* _Task prompt_: Below are the records; copy every line in them that holds the string "marker".

── Information shown ──

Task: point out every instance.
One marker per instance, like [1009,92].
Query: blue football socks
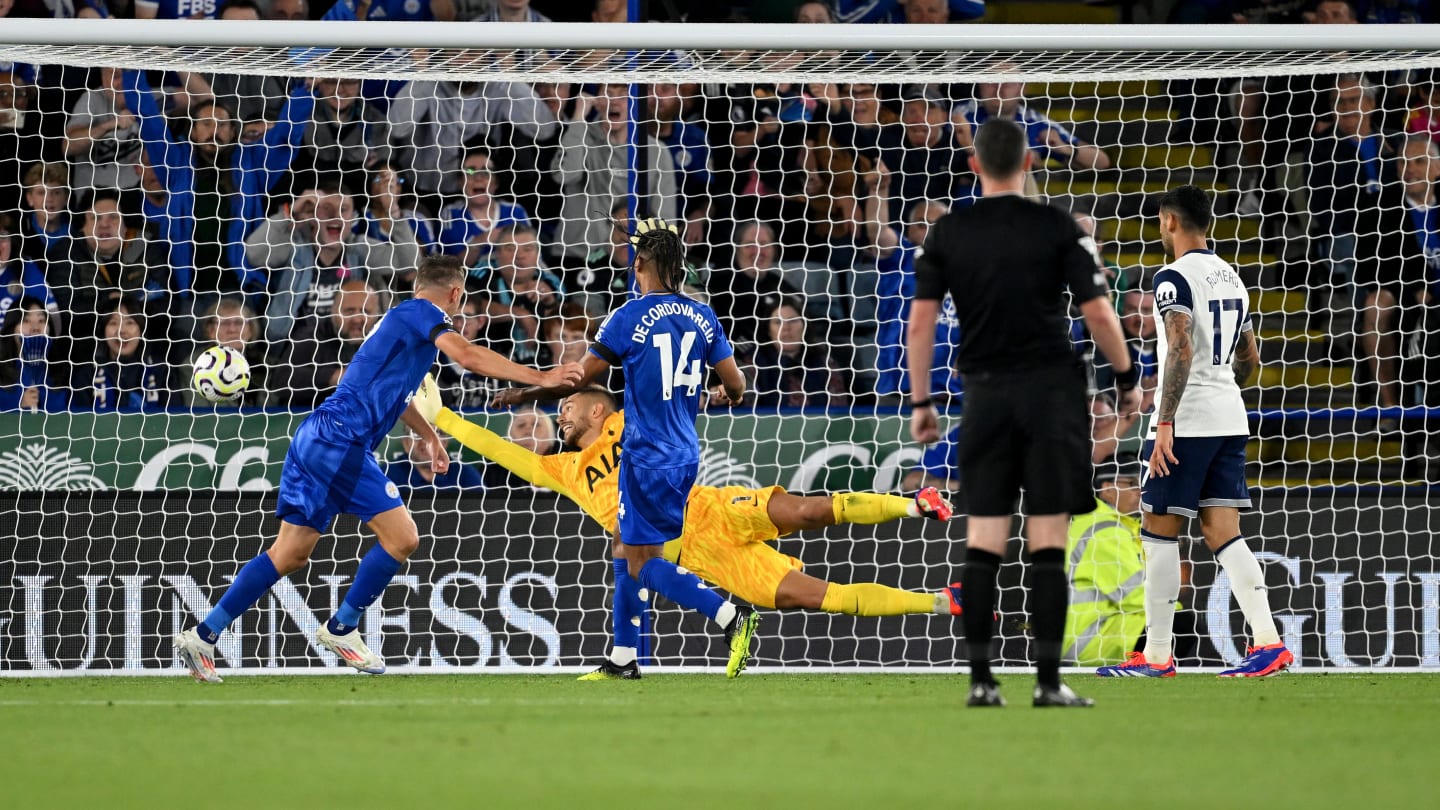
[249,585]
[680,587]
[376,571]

───
── Information shown ──

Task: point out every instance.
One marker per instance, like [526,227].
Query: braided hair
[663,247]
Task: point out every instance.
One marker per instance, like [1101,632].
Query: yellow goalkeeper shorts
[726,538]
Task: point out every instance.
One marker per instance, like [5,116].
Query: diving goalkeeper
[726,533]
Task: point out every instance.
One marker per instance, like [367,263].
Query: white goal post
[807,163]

───

* _Completed task_:
One marker per instance, like [1009,92].
One marker per instance, like [526,227].
One marker per instance, like [1101,632].
One marker per instance, like [5,116].
One marker per instance, like [367,263].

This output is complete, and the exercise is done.